**Record excerpts:**

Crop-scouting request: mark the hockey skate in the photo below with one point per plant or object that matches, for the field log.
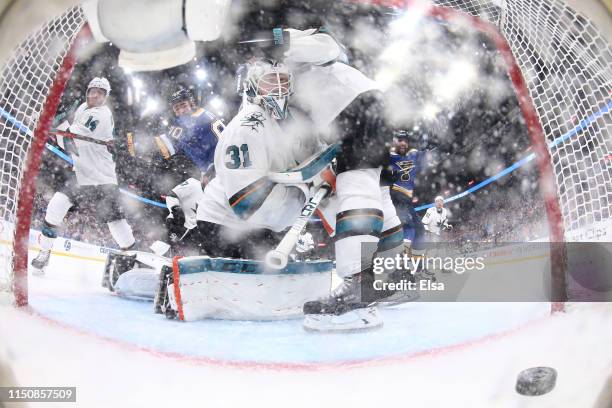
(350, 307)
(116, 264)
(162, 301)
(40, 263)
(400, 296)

**What this task involves:**
Omit the pictures and repeat the rest of the listing verbatim.

**Answer space:**
Crop-scouting request: mark the hockey skate in the photo below with one point per plant or object that matches, for the field log.
(350, 307)
(116, 264)
(162, 301)
(40, 263)
(400, 296)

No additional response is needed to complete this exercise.